DATA EXTRACT.

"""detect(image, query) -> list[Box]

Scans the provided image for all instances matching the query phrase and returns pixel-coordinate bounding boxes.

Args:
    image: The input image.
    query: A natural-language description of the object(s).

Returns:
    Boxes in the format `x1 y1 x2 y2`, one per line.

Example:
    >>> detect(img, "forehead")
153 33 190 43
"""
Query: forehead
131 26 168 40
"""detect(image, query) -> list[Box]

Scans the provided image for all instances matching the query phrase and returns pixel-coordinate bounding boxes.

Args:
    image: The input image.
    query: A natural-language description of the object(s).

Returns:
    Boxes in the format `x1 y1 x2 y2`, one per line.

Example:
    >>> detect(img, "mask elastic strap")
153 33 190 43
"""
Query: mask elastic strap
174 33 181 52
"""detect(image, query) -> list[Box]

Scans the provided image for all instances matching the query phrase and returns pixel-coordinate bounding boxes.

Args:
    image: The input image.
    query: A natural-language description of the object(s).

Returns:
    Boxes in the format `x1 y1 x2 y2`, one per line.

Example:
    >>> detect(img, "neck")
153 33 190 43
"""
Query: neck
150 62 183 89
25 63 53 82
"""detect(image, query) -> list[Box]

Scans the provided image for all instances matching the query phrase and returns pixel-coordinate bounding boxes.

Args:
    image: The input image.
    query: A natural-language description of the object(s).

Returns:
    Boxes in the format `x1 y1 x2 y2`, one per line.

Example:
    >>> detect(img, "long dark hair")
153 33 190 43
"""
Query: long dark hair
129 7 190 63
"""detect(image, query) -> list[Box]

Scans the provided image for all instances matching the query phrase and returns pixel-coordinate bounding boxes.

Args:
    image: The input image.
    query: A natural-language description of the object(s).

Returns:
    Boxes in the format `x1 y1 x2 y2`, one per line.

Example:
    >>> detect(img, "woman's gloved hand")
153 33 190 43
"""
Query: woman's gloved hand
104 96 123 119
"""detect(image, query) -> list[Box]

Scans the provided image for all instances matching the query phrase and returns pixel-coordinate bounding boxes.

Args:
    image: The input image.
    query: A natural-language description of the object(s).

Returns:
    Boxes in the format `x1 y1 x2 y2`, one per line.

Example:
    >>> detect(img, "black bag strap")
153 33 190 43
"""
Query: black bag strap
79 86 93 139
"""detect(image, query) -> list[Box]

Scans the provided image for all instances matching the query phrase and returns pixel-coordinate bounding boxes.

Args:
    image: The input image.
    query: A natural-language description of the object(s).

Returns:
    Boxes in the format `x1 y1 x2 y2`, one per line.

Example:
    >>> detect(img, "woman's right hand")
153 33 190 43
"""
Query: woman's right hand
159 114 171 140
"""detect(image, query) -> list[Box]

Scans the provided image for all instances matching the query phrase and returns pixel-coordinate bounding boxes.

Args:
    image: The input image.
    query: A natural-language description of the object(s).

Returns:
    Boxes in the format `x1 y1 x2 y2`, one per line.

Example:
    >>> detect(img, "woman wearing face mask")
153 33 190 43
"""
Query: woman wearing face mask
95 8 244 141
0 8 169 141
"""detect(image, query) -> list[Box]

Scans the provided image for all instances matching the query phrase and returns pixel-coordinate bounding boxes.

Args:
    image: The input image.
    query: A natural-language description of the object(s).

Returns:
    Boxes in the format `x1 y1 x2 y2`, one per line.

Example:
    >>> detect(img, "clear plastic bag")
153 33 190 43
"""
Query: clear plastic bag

TASK INSTRUCTIONS. Locate every line in the entries above that contains the word "right" and copy each of those lines.

RESULT FOR THIS TASK.
    >>> detect(img, "woman's right hand")
Query: woman's right hand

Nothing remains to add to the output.